Sunday, May 3, 2009

A perfect storm for viruses

According to Nathan Wolfe, a virus hunter interviewed last week in another TED Q&A, "We've created a perfect storm for viruses". An excerpt:

SARS, avian flu, swine flu ... what's going on here? Why are we suddenly seeing so many more outbreaks of viruses from animals?

Viruses have always passed from humans to animals. In fact, the vast majority of human diseases have animal origins. But the human population is different from what it once was. For most of our history, we lived in geographically disparate populations. So viruses could enter from animals into humans, spread locally and go extinct. But the human population has gone through a connectivity explosion. All humans on the planet are now connected to each other spatially and temporally in a way that's unprecedented in the history of vertebrate biology. Humans -- as well as our domestic animals and wild animals we trade -- move around the planet at biological warp speed. This provides new opportunities for viruses that would have gone extinct locally to have the population density fuel they need to establish themselves and spread globally.

• **RECORD SET**
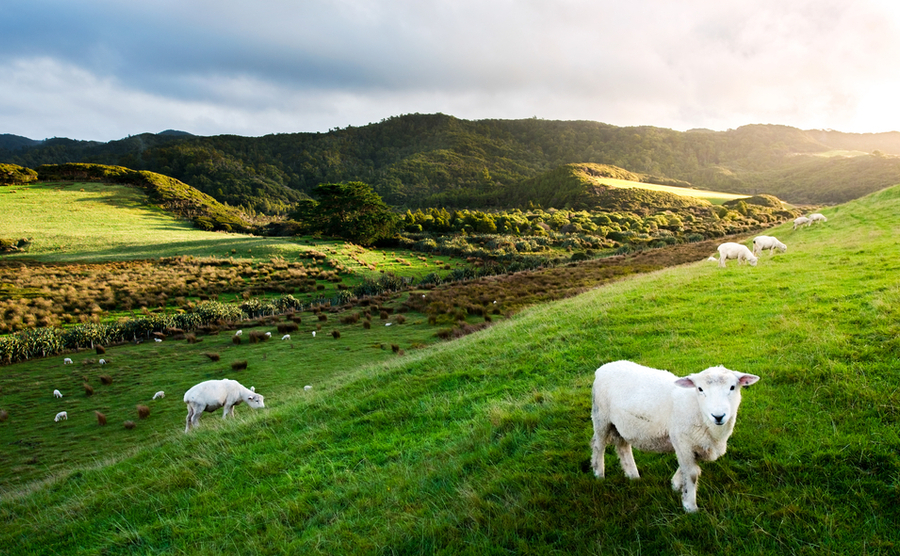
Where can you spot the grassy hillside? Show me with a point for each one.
==
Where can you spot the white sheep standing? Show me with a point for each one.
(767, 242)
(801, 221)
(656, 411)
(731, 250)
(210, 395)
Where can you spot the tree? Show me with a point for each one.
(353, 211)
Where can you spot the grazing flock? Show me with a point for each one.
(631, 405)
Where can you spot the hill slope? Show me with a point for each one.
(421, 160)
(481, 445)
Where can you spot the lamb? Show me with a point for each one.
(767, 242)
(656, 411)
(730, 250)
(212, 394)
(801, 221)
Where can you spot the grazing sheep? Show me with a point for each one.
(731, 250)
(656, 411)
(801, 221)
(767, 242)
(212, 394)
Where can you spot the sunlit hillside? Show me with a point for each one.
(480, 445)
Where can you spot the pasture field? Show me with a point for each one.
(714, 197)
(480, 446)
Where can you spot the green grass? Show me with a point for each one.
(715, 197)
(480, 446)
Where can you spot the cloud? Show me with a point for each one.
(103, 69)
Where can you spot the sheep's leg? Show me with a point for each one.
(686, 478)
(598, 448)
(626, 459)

• **EXERCISE DETAILS**
In the text about virus outbreaks, what origins does it give for the vast majority of human diseases?

• **ANSWER FOR THIS EXERCISE**
Animal origins.